## AVAILABLE DATA
——
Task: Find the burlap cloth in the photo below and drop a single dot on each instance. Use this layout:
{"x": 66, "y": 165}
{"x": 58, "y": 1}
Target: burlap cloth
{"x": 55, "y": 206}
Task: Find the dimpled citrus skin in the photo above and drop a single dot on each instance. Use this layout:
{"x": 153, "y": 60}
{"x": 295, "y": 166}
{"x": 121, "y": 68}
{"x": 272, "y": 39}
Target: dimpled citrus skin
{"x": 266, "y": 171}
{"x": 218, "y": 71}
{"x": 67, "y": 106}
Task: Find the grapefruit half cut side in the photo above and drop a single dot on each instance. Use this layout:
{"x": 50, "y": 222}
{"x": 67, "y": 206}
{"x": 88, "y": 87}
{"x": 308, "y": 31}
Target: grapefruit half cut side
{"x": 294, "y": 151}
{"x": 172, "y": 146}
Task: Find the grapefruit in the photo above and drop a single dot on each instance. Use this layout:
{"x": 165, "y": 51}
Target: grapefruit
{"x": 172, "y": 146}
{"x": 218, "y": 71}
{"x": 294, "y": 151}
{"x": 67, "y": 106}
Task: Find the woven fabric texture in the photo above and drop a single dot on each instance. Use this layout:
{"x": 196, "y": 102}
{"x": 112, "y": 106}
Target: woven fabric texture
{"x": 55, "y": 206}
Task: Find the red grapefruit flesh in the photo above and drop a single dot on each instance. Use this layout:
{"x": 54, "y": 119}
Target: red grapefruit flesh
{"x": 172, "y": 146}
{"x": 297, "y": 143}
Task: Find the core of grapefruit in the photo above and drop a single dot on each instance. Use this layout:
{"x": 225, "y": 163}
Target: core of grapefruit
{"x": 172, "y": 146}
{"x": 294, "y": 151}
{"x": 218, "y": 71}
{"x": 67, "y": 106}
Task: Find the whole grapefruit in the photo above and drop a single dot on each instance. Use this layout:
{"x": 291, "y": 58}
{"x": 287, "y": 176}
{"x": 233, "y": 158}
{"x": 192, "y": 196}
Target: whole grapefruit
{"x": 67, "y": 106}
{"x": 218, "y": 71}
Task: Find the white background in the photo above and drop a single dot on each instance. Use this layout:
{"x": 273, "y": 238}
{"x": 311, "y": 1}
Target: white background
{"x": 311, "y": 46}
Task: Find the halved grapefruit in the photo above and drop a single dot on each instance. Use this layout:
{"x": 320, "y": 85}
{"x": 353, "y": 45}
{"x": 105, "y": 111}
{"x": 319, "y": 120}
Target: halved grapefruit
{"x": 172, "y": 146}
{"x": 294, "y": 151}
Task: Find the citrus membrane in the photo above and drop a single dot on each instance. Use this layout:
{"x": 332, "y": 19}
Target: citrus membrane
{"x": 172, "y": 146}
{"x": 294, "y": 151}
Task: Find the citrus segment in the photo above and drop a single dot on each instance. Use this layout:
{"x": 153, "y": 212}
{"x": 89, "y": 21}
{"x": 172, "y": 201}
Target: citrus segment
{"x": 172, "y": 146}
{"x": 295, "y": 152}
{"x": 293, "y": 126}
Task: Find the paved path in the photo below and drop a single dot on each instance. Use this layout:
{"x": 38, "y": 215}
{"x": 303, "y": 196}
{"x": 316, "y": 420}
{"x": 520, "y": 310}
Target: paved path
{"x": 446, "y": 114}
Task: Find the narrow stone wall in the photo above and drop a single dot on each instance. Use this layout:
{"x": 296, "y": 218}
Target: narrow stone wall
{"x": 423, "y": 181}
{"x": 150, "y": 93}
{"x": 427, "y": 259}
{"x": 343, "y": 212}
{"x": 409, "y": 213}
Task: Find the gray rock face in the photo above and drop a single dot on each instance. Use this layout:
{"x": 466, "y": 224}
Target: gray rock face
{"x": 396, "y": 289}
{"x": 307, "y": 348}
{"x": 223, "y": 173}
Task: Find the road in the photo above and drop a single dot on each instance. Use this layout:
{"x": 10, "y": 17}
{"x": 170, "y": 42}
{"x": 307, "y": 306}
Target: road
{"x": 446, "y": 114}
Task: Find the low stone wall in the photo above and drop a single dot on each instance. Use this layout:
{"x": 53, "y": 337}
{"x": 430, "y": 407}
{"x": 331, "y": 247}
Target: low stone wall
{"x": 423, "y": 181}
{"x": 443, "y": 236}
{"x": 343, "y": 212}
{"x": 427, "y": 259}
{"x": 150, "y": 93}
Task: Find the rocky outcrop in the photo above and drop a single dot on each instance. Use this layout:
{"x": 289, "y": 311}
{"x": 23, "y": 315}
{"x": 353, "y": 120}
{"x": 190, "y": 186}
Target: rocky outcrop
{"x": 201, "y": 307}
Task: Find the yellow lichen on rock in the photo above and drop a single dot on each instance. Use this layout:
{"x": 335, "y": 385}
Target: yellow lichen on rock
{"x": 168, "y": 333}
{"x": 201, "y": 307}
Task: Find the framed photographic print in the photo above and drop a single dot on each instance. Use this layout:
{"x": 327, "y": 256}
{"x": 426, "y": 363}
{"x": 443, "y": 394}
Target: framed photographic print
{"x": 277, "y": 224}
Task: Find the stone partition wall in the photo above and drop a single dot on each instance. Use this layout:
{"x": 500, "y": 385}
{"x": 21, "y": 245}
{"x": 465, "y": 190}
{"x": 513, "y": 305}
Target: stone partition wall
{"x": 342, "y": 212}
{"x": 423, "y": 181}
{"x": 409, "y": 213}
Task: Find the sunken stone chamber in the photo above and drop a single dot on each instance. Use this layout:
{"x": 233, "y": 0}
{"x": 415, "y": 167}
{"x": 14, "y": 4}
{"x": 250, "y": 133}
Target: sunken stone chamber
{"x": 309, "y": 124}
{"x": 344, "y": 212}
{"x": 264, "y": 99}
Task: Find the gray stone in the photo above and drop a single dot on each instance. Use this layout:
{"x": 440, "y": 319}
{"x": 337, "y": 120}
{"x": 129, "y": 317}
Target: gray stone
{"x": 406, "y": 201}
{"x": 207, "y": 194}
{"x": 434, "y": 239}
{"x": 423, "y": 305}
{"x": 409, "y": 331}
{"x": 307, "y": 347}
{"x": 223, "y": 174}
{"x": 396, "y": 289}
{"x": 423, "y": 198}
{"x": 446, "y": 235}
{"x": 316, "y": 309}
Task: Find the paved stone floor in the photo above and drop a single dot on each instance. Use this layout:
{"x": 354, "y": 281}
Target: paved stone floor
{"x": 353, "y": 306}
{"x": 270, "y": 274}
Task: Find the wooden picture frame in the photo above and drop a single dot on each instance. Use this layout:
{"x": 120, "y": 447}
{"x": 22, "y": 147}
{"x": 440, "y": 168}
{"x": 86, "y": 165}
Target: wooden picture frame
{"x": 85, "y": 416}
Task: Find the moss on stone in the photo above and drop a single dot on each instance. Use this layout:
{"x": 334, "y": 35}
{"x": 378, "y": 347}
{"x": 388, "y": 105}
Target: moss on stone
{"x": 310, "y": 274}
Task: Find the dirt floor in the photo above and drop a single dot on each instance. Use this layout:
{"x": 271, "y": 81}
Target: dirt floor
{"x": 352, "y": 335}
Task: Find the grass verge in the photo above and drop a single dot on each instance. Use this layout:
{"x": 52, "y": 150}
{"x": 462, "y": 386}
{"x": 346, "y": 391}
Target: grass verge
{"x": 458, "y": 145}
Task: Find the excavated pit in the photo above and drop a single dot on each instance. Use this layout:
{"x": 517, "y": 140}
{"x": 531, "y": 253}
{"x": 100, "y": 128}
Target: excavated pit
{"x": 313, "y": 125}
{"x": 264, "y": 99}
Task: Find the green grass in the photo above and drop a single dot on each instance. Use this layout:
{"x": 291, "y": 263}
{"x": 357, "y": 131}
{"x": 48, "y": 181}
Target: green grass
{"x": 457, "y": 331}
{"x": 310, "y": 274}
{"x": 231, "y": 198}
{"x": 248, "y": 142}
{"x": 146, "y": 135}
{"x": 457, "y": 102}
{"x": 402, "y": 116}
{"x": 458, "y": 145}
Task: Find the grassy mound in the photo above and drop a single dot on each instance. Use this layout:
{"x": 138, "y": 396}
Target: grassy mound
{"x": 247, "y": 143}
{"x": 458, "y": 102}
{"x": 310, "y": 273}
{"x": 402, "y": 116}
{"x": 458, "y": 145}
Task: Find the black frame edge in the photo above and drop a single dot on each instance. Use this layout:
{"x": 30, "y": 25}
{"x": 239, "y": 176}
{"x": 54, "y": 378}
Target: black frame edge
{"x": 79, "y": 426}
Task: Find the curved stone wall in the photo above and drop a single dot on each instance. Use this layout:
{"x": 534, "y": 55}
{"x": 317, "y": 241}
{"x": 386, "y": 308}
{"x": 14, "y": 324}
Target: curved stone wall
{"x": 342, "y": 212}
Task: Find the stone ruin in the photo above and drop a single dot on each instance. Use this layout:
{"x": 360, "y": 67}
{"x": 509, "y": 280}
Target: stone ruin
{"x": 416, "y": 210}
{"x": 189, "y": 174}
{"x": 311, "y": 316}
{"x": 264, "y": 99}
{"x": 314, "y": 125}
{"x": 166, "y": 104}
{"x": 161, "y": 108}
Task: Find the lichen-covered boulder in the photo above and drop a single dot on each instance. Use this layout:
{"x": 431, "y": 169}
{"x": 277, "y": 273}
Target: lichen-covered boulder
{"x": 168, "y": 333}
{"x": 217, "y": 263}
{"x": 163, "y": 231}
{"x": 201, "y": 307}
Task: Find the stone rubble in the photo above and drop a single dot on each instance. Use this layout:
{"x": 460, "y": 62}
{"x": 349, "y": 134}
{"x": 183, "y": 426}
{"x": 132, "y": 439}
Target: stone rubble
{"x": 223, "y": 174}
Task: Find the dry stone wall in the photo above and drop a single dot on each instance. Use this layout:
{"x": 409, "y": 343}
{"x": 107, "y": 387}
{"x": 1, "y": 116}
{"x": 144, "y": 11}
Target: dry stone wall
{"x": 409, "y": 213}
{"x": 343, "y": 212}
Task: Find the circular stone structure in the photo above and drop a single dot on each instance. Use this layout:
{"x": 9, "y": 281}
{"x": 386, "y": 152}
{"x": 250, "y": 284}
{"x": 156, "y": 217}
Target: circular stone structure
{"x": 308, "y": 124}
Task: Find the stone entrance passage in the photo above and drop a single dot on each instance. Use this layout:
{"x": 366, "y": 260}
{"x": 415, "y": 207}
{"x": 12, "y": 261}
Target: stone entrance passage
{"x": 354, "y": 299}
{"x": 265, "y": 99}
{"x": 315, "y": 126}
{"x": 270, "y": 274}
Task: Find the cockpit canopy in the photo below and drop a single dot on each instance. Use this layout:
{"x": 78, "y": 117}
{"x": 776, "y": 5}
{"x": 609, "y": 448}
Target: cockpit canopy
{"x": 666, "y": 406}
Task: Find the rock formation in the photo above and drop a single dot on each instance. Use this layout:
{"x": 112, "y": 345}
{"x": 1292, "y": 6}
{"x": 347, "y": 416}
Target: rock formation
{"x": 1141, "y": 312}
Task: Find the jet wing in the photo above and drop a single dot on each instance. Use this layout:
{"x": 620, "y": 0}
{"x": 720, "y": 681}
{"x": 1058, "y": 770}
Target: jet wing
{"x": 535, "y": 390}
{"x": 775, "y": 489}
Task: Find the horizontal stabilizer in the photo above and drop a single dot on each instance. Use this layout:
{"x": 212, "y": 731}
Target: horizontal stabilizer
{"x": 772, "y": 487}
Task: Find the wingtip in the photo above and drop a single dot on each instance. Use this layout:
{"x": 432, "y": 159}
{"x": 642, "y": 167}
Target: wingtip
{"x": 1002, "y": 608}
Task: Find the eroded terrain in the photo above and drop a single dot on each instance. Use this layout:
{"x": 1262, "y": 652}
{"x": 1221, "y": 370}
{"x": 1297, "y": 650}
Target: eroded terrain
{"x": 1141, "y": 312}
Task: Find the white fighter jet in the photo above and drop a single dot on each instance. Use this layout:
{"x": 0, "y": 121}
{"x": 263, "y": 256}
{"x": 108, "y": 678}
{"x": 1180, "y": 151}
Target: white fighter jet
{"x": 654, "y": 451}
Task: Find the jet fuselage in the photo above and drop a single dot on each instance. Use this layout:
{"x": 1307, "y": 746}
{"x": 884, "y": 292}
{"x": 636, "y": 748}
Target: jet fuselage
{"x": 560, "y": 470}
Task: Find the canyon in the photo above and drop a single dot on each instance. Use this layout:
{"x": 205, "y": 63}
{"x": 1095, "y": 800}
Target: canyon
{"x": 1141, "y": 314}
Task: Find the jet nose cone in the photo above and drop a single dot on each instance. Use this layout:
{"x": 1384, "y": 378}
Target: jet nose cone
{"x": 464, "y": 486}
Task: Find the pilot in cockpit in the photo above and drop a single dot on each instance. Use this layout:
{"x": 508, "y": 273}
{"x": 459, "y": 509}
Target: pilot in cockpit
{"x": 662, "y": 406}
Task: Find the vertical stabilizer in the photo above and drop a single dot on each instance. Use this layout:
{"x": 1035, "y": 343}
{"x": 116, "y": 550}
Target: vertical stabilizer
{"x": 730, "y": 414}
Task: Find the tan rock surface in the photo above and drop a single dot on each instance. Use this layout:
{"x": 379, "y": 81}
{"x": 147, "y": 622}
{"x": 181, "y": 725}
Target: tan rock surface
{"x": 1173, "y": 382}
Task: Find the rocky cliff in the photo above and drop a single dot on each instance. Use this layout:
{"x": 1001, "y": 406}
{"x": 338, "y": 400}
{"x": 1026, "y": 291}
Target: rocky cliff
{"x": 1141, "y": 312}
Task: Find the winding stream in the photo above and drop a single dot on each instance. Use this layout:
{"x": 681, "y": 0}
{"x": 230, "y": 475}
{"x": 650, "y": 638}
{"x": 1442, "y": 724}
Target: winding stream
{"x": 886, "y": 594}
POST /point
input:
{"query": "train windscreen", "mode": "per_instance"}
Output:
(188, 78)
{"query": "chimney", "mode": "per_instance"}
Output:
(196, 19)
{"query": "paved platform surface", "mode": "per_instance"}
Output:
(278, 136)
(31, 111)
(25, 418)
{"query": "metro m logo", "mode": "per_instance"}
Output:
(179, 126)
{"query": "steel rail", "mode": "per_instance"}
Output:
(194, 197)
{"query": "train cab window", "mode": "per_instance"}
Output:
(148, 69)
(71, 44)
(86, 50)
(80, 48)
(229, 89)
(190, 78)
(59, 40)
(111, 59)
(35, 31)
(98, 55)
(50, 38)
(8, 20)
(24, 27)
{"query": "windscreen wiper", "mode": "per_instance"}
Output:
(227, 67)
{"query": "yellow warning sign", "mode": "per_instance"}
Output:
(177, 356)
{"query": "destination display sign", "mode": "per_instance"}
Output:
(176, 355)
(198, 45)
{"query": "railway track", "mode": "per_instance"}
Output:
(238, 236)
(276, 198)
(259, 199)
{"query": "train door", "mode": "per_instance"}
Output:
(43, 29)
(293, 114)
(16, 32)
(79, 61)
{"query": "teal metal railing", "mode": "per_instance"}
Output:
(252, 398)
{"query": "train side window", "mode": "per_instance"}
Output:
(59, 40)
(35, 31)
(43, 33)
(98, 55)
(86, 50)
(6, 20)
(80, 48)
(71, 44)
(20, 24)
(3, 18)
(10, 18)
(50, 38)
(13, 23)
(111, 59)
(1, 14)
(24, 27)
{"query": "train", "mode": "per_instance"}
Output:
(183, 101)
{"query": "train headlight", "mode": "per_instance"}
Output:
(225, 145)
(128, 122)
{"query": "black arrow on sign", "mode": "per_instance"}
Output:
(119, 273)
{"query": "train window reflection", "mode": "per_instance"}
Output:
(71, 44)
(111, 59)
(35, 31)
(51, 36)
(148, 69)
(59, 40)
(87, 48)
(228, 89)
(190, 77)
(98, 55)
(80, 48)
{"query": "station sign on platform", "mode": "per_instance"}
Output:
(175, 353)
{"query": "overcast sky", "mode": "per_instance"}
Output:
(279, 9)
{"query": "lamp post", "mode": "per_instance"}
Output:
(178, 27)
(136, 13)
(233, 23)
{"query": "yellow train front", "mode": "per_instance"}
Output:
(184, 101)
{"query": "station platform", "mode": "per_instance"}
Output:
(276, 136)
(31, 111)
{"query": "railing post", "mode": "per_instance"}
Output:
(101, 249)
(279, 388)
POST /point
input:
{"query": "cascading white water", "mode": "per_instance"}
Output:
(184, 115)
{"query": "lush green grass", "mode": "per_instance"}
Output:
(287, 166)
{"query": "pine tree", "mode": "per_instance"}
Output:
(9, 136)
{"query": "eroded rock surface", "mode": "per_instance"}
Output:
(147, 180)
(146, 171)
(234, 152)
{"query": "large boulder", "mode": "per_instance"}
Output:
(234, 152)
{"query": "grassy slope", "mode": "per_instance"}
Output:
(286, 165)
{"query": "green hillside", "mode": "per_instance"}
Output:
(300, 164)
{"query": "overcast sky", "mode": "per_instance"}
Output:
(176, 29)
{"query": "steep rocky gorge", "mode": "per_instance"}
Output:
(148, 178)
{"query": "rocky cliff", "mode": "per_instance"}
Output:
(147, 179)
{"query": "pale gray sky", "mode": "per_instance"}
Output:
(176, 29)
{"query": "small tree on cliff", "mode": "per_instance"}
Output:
——
## WHAT NEEDS TO BE DONE
Count the lines in the entries where the string "sign" appears, and report only the number.

## EXERCISE RESULT
4